— start of Extracted records —

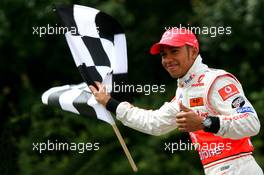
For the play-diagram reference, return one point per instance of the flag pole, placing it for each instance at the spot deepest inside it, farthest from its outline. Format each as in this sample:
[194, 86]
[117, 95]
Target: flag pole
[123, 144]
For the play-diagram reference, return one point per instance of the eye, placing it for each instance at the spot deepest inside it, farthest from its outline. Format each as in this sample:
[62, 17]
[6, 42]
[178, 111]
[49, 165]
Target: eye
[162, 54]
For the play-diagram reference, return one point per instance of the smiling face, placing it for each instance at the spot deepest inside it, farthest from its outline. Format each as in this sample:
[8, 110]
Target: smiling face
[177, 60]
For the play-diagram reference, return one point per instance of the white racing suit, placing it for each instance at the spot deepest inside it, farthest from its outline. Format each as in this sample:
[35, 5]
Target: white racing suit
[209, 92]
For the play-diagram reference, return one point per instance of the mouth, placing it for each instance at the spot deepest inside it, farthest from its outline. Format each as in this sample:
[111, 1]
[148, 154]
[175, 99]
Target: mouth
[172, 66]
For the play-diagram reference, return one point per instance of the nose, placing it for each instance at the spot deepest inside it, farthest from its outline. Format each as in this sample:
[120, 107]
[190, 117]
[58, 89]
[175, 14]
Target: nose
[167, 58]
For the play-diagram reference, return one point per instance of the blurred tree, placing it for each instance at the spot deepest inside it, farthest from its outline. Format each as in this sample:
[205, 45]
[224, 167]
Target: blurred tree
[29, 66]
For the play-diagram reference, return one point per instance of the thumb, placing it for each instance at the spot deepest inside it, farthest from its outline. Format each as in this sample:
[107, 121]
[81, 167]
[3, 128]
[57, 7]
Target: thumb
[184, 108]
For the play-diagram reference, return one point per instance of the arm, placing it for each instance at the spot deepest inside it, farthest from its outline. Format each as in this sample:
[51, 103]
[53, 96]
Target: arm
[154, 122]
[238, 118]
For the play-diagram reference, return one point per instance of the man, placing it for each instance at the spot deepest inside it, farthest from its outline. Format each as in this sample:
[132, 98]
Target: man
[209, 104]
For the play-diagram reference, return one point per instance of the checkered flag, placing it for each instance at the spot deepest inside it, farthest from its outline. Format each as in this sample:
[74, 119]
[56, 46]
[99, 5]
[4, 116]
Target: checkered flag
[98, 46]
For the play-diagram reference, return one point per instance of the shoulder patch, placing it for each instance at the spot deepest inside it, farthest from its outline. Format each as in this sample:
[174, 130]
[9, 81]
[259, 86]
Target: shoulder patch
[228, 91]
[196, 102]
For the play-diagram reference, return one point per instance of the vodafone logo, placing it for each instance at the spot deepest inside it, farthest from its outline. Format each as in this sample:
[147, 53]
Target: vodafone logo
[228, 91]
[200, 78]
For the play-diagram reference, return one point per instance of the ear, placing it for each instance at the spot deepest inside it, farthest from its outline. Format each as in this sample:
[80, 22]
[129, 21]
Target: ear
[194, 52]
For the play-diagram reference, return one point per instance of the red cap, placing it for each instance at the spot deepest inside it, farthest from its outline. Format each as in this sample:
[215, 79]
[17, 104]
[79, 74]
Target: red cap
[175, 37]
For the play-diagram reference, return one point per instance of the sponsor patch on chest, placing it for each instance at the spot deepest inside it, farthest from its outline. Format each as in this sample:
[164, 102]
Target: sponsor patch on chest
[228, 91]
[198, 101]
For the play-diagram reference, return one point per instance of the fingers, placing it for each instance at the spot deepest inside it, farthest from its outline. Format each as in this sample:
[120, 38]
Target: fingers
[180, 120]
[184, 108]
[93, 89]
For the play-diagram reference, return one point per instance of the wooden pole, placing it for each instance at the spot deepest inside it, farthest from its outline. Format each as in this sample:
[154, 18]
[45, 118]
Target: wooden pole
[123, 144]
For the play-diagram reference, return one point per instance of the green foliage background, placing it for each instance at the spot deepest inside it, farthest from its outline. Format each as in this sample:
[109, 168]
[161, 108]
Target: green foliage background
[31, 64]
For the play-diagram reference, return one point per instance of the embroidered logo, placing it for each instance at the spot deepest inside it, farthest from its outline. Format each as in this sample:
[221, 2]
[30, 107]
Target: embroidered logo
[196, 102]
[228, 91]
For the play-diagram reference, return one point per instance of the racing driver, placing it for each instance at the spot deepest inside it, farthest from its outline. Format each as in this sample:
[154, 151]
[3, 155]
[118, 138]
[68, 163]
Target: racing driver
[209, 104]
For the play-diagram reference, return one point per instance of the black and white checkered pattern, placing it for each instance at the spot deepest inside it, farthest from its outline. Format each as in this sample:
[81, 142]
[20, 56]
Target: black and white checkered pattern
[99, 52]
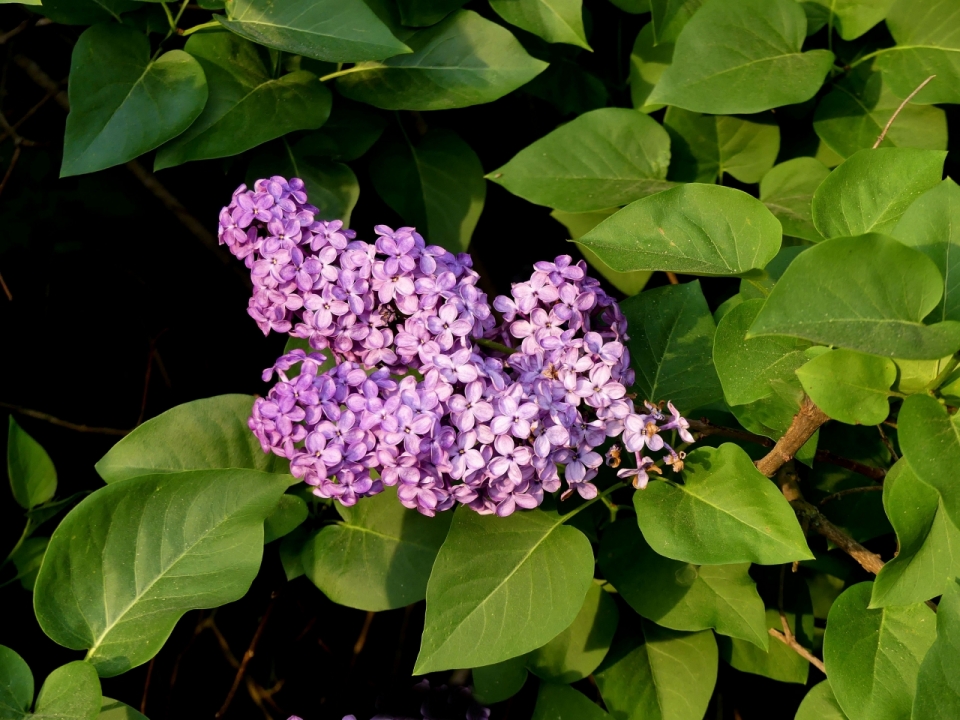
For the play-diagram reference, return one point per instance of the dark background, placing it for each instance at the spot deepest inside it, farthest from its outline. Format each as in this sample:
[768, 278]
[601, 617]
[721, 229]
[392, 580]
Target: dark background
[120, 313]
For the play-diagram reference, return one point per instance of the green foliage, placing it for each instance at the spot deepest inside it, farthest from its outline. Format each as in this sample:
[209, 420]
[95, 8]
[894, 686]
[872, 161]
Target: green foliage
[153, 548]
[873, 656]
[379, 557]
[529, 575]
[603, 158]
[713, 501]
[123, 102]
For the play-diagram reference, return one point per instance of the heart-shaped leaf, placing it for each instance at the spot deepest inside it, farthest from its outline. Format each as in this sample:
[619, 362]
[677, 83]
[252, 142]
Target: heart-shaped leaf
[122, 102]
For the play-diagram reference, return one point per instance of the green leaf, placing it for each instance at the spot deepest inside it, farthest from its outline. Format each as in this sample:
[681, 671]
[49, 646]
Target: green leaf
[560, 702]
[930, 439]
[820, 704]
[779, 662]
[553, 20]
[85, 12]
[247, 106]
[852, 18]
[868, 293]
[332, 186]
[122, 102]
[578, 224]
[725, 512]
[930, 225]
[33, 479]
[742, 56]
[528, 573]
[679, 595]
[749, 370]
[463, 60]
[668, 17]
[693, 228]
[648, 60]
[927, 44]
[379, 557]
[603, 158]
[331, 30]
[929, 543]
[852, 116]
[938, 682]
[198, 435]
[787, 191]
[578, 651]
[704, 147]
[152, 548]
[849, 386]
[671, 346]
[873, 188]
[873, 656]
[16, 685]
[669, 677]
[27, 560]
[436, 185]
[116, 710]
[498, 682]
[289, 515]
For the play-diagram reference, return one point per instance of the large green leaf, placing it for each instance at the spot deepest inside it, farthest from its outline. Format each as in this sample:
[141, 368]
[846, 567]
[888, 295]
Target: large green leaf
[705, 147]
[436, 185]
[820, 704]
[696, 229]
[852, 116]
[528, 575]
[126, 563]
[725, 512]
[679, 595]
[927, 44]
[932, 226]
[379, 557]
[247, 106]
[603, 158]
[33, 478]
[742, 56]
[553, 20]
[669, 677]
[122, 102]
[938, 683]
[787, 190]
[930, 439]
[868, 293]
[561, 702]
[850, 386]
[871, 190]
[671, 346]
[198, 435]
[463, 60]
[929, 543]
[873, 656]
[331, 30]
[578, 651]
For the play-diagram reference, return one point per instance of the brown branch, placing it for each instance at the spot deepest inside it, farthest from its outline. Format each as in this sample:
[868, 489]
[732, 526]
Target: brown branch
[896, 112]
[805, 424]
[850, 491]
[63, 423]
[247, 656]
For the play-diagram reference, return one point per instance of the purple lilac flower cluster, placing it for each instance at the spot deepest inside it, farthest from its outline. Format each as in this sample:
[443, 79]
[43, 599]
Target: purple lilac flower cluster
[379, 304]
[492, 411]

— end of Extracted records —
— start of Extracted records —

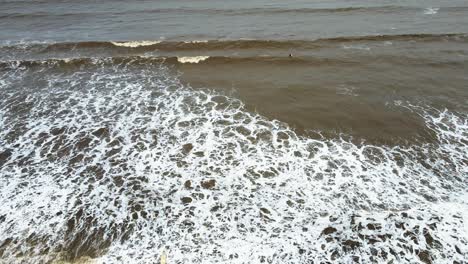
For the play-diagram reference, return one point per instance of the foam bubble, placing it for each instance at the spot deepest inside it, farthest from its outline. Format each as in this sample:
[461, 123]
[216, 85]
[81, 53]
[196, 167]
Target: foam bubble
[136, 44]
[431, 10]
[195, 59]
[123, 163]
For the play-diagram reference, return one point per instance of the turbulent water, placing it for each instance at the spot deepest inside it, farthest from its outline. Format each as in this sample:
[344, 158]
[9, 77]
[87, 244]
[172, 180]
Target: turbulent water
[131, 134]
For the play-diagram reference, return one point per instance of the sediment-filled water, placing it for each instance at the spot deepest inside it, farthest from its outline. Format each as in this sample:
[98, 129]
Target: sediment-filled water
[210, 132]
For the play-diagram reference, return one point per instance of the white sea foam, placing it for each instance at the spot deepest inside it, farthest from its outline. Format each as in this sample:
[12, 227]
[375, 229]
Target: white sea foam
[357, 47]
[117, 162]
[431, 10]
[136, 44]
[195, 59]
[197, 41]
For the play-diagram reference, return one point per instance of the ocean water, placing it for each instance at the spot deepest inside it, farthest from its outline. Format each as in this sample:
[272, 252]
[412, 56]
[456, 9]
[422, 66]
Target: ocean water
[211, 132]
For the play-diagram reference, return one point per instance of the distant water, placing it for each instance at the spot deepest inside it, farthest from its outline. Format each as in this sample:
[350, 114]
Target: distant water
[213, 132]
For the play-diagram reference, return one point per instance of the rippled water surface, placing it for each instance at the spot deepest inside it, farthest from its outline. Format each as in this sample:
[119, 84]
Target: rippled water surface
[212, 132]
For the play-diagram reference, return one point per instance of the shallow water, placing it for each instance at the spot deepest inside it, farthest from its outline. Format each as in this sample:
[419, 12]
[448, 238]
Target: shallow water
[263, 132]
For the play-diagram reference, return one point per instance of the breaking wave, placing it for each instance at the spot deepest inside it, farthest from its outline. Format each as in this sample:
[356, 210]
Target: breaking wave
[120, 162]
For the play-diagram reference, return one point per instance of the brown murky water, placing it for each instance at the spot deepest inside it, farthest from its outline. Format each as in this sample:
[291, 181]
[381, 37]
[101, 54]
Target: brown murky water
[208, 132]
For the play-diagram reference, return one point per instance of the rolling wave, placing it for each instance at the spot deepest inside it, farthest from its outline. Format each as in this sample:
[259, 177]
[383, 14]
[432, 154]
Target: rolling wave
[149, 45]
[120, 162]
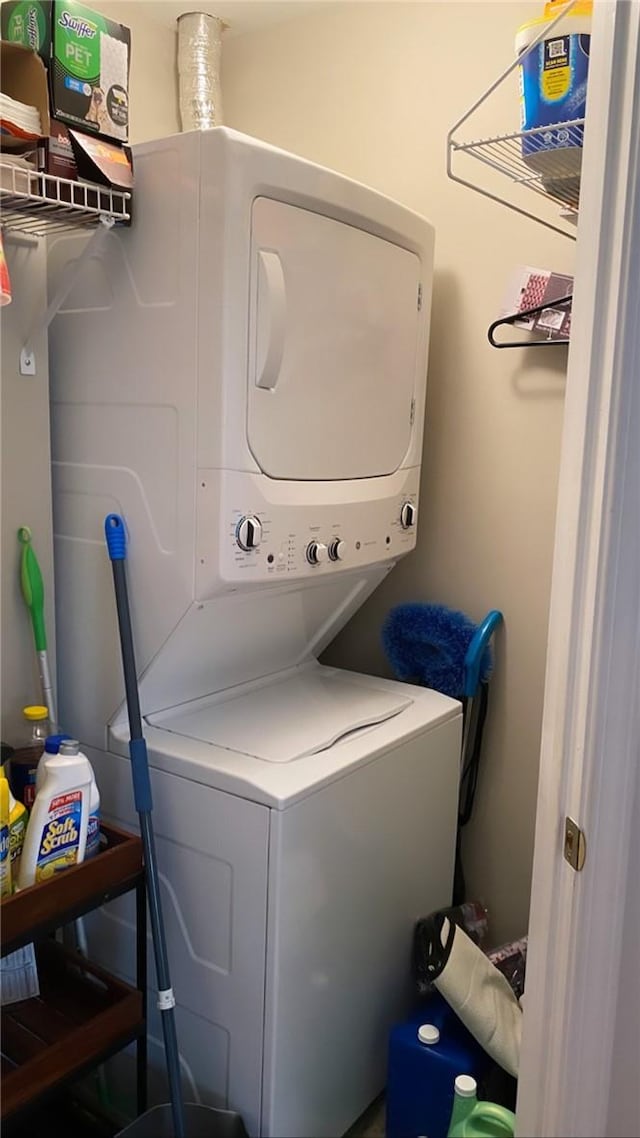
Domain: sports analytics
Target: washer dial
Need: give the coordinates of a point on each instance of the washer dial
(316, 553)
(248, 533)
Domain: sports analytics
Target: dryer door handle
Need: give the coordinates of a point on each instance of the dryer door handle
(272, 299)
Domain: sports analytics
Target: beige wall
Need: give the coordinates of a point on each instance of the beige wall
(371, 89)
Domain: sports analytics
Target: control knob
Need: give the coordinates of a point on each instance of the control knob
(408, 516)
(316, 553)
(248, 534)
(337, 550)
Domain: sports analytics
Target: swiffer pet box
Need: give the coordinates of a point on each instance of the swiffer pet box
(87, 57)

— end of Extracted records —
— start of Extracted records —

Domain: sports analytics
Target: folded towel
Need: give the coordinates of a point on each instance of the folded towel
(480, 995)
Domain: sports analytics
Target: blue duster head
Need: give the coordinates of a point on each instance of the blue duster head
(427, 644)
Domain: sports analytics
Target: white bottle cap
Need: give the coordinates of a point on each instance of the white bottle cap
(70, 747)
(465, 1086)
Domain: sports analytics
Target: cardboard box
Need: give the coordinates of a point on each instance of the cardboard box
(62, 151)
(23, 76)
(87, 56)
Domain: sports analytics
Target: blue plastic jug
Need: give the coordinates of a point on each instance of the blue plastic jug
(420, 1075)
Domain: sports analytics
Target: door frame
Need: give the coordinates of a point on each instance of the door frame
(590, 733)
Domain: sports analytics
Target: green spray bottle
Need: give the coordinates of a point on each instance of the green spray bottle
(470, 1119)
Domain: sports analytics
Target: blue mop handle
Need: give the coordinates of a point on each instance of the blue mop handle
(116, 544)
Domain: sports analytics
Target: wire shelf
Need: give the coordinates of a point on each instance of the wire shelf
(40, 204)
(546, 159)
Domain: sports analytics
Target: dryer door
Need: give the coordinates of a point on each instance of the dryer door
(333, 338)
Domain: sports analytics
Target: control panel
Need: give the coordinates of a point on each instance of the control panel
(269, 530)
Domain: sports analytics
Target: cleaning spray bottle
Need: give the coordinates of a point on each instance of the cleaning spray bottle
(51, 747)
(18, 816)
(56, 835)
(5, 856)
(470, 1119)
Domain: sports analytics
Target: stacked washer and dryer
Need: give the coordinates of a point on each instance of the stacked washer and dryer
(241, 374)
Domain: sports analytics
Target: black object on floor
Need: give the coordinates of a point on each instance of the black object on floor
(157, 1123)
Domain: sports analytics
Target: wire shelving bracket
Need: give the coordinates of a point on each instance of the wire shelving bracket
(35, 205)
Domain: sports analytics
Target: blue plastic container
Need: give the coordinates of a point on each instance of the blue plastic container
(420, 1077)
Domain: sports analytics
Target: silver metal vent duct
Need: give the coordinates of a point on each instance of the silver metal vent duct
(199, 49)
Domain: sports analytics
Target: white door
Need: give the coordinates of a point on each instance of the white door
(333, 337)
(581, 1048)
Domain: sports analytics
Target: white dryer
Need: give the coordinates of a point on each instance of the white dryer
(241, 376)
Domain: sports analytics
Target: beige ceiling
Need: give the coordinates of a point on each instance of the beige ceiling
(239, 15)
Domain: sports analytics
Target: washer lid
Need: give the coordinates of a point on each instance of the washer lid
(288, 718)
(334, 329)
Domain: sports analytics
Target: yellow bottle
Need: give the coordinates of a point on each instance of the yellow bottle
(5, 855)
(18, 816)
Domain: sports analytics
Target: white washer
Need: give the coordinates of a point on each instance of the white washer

— end of Extracted records —

**Your objective**
Report how many lines in the saved entries contain the string "stacked". Give only the number.

**Task result**
2